══ PAGE EXCERPT

Lilypie Fourth Birthday tickers
Lilypie Second Birthday tickers

Wednesday, November 30, 2011

The End.

From way back before I was even pregnant with Jeffrey, I knew that I wanted to breastfeed. It was super important to me. My mom is a pretty big advocate and faced a lot of adversity for choosing that method, so I suppose that influenced me. Once the baby was actually on the way, I was on a mission to learn as much as I could. I truly believe that knowledge is power, and I figured that knowing what to do (both in a normal and exceptional cases) would be my best friend. I started attending LLL meetings at six months pregnant, which was such a tremendous and wonderful influence on me. It really allowed me to see other babies nursing!

When Jeffrey was born, nursing came easily to us. We had our share of issues and hard patches, but we overcame them all. I had the common goal of "one year" set in my head. Once we started nearing that, I knew that neither of us were in no shape to be ending so soon. So, I adjusted my thinking. With the AAP's recommendation of at least two years helping me explain my decision, I allowed myself to become an extended breastfeeder. I don't think there's many choices that I rank above that one in my life. I hoped to make it to two, but I knew that pregnancy could affect things. I hadn't made a decision either way on tandem nursing.

════
══ INFORMATION

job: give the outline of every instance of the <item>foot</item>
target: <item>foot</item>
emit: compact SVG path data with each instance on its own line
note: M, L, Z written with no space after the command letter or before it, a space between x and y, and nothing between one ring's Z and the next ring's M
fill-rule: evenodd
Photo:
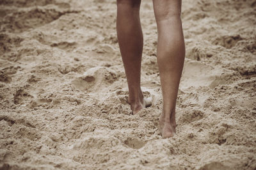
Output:
M133 114L137 114L142 109L150 107L152 105L152 97L142 98L140 100L131 102L130 100L128 100L128 103L131 105L131 109L132 111Z
M164 139L173 137L176 132L175 128L175 112L173 112L166 115L163 112L159 118L159 131L162 137Z

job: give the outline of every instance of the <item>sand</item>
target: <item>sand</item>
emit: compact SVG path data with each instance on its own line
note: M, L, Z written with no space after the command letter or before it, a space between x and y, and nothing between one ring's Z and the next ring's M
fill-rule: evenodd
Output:
M115 1L0 1L1 169L255 169L256 3L184 0L177 134L163 139L152 1L131 115Z

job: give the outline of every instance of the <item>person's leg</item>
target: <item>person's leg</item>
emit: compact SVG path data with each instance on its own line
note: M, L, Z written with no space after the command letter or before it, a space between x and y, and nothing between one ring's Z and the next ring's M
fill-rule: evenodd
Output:
M116 31L129 88L128 102L134 114L145 107L140 88L143 37L140 20L140 0L117 0Z
M163 138L175 133L175 106L183 68L185 45L180 19L181 0L153 0L157 25L157 63L163 106L159 130Z

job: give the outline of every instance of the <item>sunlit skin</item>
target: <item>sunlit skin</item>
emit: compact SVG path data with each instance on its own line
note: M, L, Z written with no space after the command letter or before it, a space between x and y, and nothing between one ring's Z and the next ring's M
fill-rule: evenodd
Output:
M140 0L117 0L116 30L133 114L150 105L140 86L143 37L140 19ZM153 0L157 26L157 58L163 105L159 118L163 138L175 133L175 106L183 68L185 45L180 19L181 1Z

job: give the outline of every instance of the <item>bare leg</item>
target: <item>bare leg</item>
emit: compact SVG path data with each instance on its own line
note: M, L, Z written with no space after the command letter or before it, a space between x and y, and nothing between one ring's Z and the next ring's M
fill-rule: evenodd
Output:
M157 63L163 107L159 130L163 138L175 133L175 106L183 68L185 45L180 19L181 0L153 0L157 25Z
M140 0L117 0L116 30L134 114L148 105L140 87L143 37L140 20Z

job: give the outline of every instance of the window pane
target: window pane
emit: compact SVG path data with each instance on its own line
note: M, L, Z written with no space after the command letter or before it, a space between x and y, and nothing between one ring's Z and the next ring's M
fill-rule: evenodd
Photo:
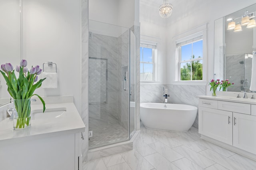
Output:
M203 57L203 40L193 43L193 56L194 58Z
M191 62L180 63L180 80L191 80Z
M152 49L143 47L143 61L152 62Z
M140 61L143 61L143 58L142 58L142 56L143 56L142 53L143 52L143 48L142 47L140 47Z
M203 60L192 61L192 80L203 79Z
M153 81L153 64L144 63L143 65L144 66L143 80Z
M192 59L192 44L181 46L181 61Z

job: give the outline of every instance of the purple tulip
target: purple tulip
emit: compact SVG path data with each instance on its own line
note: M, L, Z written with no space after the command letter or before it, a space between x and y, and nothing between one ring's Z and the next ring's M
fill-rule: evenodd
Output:
M36 68L35 67L32 67L30 69L30 70L29 71L29 73L30 73L30 74L34 74L34 73L36 73Z
M28 68L23 68L23 73L28 73Z
M12 71L13 70L13 66L10 63L6 63L5 68L7 71Z
M36 67L35 67L35 68L36 68L36 72L37 73L37 72L38 71L38 70L40 68L39 68L39 66L38 65L36 65Z
M38 79L38 76L37 75L36 77L36 78L34 80L34 82L35 82L36 81L37 81Z
M26 67L28 65L28 62L26 59L22 59L20 63L21 67Z
M39 70L38 70L38 71L36 72L36 75L39 75L40 74L41 74L41 73L42 73L42 71L43 71L42 69L40 69Z
M15 68L15 70L18 73L20 73L20 67L19 65L16 65L16 67Z
M4 72L7 72L6 69L5 68L5 64L2 64L1 65L1 69Z

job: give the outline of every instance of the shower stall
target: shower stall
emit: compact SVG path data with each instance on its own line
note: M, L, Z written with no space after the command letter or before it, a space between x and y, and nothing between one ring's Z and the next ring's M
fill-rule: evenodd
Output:
M92 20L89 28L90 149L129 140L134 133L136 72L130 29Z

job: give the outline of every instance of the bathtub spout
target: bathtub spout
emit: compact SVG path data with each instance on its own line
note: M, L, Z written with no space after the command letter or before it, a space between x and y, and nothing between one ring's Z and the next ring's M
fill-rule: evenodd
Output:
M170 97L170 95L166 94L164 95L164 103L167 103L168 97Z

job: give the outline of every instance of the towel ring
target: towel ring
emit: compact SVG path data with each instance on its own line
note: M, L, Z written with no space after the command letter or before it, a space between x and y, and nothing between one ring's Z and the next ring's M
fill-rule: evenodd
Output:
M53 64L55 64L55 68L56 69L56 73L57 73L57 64L56 63L52 63L52 61L48 61L47 63L44 63L43 64L43 72L44 71L44 64L48 64L48 67L52 67Z

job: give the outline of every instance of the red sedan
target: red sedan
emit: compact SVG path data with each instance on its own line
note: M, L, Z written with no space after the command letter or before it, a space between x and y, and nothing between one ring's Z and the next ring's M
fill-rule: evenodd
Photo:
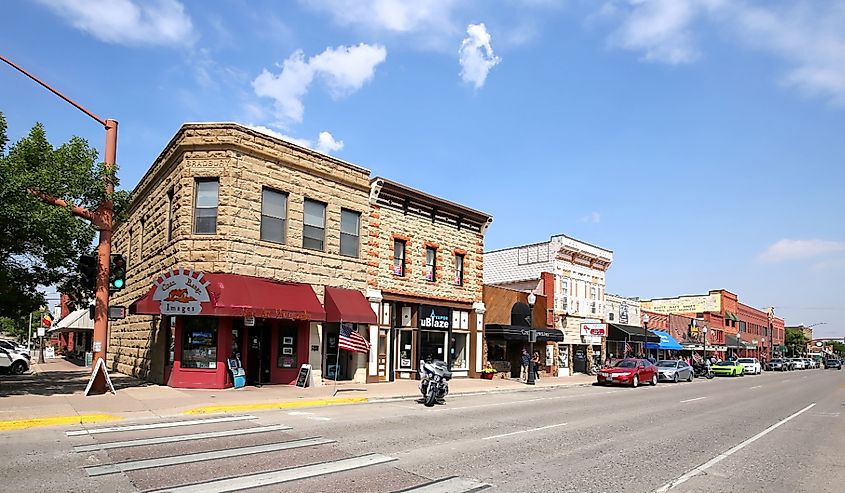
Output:
M657 385L657 367L645 359L623 359L602 368L597 378L599 385L620 383L636 387L643 382Z

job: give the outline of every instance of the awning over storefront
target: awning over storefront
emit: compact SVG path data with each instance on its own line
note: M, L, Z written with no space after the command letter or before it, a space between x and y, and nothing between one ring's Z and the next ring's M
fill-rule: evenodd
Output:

════

• _WHAT IS REQUIRED_:
Do these statements agree with the breastfeeding post? For each, answer yes or no and quote the words of the post that decide it.
1. The writer started going to LLL meetings at six months pregnant.
2. The writer had already decided to nurse in tandem.
3. The writer's first nursing goal was two years.

• _TASK ANSWER_:
1. Yes: "I started attending LLL meetings at six months pregnant"
2. No: "I hadn't made a decision either way on tandem nursing."
3. No: "I had the common goal of "one year" set in my head."